= Exercise objective =
Could you recast all of the data below as a numbered list, dropping the blank lines and leaving out any pictures?

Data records
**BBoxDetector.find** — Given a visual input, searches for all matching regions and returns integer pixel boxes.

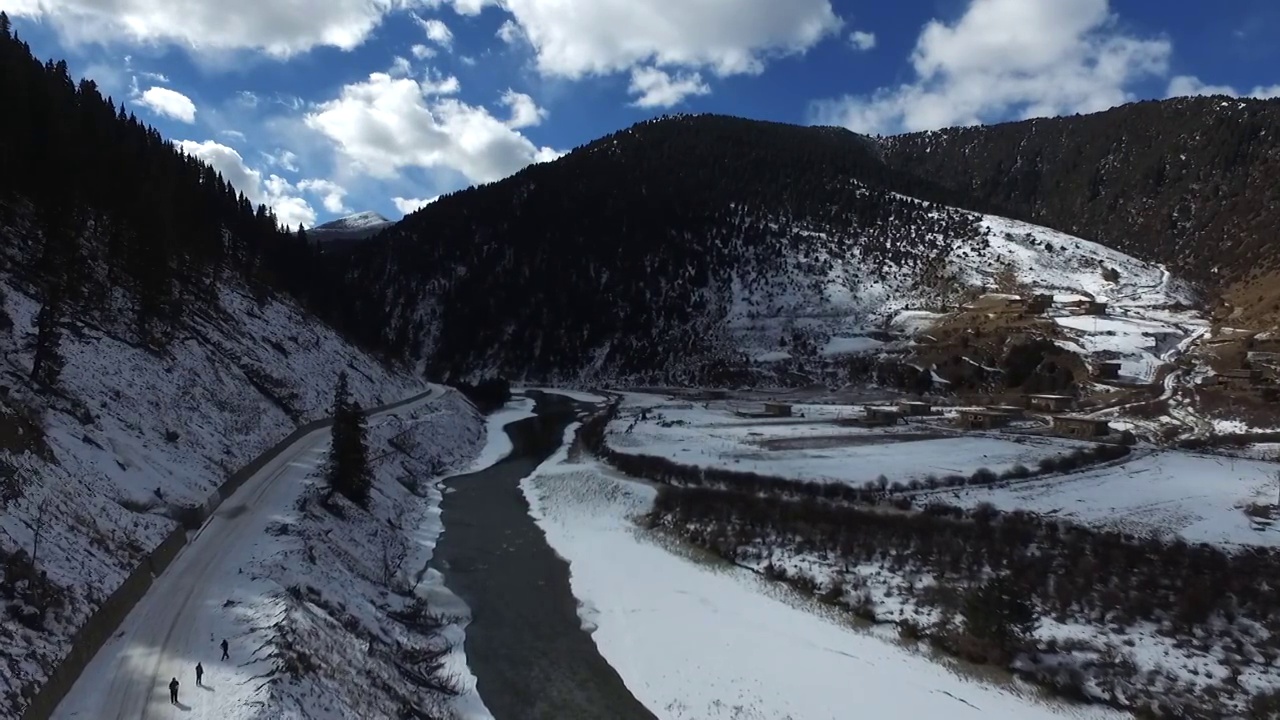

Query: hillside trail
[52,388,439,720]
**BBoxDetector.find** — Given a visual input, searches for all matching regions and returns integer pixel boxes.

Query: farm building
[863,407,902,428]
[1217,368,1262,386]
[1053,415,1111,438]
[764,402,791,418]
[1071,300,1107,315]
[1027,395,1075,413]
[987,405,1027,420]
[1093,363,1120,380]
[956,410,1014,430]
[897,400,933,418]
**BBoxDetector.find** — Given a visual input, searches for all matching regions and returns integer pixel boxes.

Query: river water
[433,393,654,720]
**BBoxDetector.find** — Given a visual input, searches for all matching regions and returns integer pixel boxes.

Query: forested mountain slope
[0,20,424,717]
[881,96,1280,320]
[347,115,1192,383]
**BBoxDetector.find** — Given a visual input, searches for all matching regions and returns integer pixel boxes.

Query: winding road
[52,387,439,720]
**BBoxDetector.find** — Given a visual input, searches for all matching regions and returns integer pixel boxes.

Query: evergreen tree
[325,370,374,506]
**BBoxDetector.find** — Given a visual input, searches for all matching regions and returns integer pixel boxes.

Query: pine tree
[325,370,374,507]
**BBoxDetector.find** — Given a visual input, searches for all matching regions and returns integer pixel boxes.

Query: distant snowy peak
[307,211,396,241]
[315,210,392,231]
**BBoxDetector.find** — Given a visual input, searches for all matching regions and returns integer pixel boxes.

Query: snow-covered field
[58,391,486,720]
[522,443,1120,720]
[0,272,425,716]
[941,451,1280,547]
[607,395,1088,486]
[726,206,1207,363]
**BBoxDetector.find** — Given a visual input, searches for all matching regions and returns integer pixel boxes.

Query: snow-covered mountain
[307,210,396,242]
[332,115,1197,384]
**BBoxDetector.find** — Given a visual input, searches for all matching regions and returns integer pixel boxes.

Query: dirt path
[433,396,654,720]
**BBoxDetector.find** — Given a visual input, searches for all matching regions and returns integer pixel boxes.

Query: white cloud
[627,68,712,108]
[261,148,298,173]
[499,90,547,129]
[413,13,453,49]
[305,73,559,182]
[133,87,196,123]
[1166,76,1280,100]
[392,195,440,215]
[298,178,351,213]
[175,140,316,228]
[498,20,525,45]
[387,55,413,77]
[813,0,1172,133]
[849,29,876,50]
[5,0,421,58]
[448,0,842,79]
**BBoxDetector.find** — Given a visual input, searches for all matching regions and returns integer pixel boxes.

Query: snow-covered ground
[726,204,1207,366]
[607,395,1088,486]
[56,389,488,720]
[940,451,1280,547]
[522,440,1120,720]
[0,272,425,717]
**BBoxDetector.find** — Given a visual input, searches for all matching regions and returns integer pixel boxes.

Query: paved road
[433,393,654,720]
[54,388,439,720]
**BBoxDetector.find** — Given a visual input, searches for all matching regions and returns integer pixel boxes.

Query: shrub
[969,468,1000,486]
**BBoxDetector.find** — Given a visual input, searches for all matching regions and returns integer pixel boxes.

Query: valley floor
[524,417,1120,720]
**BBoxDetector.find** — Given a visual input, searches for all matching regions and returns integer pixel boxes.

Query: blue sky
[0,0,1280,227]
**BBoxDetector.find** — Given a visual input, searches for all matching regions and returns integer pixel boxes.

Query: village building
[1027,395,1075,413]
[1071,300,1107,315]
[897,400,933,418]
[987,405,1027,420]
[1217,368,1262,386]
[764,402,791,418]
[863,407,902,428]
[1053,415,1111,438]
[1093,363,1120,380]
[1023,292,1053,315]
[956,410,1014,430]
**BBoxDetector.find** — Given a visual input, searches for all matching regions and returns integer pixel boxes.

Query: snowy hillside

= Exercise output =
1. **BBoxDetector.find** — Given a visual input, searches for all matching regions and returns integer pixel boxes.
2. Query: hillside trail
3. [52,388,439,720]
4. **BBoxDetector.find** — Given a visual input, searches for all matching regions and returns integer pixel boxes.
5. Query: farm building
6. [863,407,902,428]
7. [1217,368,1262,386]
8. [1053,415,1111,438]
9. [764,402,791,418]
10. [1071,300,1107,315]
11. [1027,395,1075,413]
12. [987,405,1027,420]
13. [1093,363,1120,380]
14. [956,410,1014,430]
15. [897,400,933,418]
16. **BBoxDetector.find** — Given a visual input, searches for all matching regions and returns integer pixel boxes.
17. Query: river water
18. [433,393,654,720]
19. **BBoxDetector.find** — Given a visual input, searches for all matching regions and returns integer pixel boxes.
20. Query: forested mountain slope
21. [0,20,424,717]
22. [881,96,1280,320]
23. [347,115,1192,383]
24. **BBoxDetector.find** — Given a visual input, searches for all matching regions and returns integer pixel boxes.
25. Query: winding road
26. [52,387,439,720]
27. **BBoxDetector.find** — Given a visual input, searches for all matching regions and returns integer pixel boxes.
28. Query: evergreen tree
29. [325,370,374,506]
30. **BBoxDetector.find** — Given a visual input, searches for all matching regions and returns integer pixel boxes.
31. Query: pine tree
32. [325,370,374,507]
33. **BBoxDetector.find** — Given a visual input, searches for all matching regions and returns integer pixel boxes.
34. Query: distant snowy peak
35. [307,211,396,241]
36. [315,210,392,231]
37. **BBoxDetector.find** — Given a visual input, searches for all matching regions and returns integer pixel boxes.
38. Query: snow-covered field
39. [58,391,486,720]
40. [522,443,1120,720]
41. [0,272,425,716]
42. [941,451,1280,547]
43. [607,395,1088,486]
44. [726,206,1207,363]
45. **BBoxDetector.find** — Given a visual input, searches for all matching regions and returns integer pixel boxes.
46. Query: snow-covered mountain
47. [307,210,396,242]
48. [332,115,1197,384]
49. **BBoxDetector.find** — Given a visual input, searches for all matching regions and returns integer pixel boxes.
50. Query: dirt path
51. [433,396,654,720]
52. **BBoxDetector.find** — Given a visual input, searches for all matching regions and returns integer pixel boxes.
53. Query: white cloud
54. [627,68,712,108]
55. [261,148,298,173]
56. [499,90,547,129]
57. [413,13,453,49]
58. [305,73,559,182]
59. [133,87,196,123]
60. [1166,76,1280,100]
61. [392,195,440,215]
62. [298,178,351,213]
63. [175,140,316,228]
64. [498,20,525,45]
65. [387,55,413,77]
66. [813,0,1172,133]
67. [849,29,876,50]
68. [5,0,421,58]
69. [448,0,842,79]
70. **BBoxDetector.find** — Given a visual input, searches for all matching regions and returns integer pixel boxes.
71. Query: snow-covered ground
72. [726,204,1207,366]
73. [607,395,1088,486]
74. [56,389,488,720]
75. [940,451,1280,547]
76. [522,440,1120,720]
77. [0,272,425,717]
78. **BBoxDetector.find** — Given a visual input, searches for all matching regions and returns integer pixel boxes.
79. Query: paved road
80. [433,393,654,720]
81. [54,388,439,720]
82. **BBoxDetector.find** — Given a visual input, searches for all matching regions and returns integer pixel boxes.
83. Query: shrub
84. [969,468,1000,486]
85. **BBoxDetector.find** — Given a visual input, searches for all matching regions and returns integer pixel boxes.
86. Query: valley floor
87. [524,417,1120,720]
88. **BBoxDetector.find** — Given a visual input, searches for all matching regions and returns integer pixel boxes.
89. Query: blue sky
90. [0,0,1280,227]
91. **BBoxDetector.find** — Given a visual input, searches for all matching regions and returns integer pixel boxes.
92. Query: village building
93. [1027,395,1075,413]
94. [1071,300,1107,315]
95. [897,400,933,418]
96. [987,405,1027,420]
97. [1217,368,1262,386]
98. [764,402,791,418]
99. [863,407,902,428]
100. [1053,415,1111,438]
101. [1093,363,1120,380]
102. [1023,292,1053,315]
103. [956,410,1014,430]
104. **BBoxDetector.find** — Given a visual input, searches for all matching regions and returns integer pixel boxes.
105. Query: snowy hillside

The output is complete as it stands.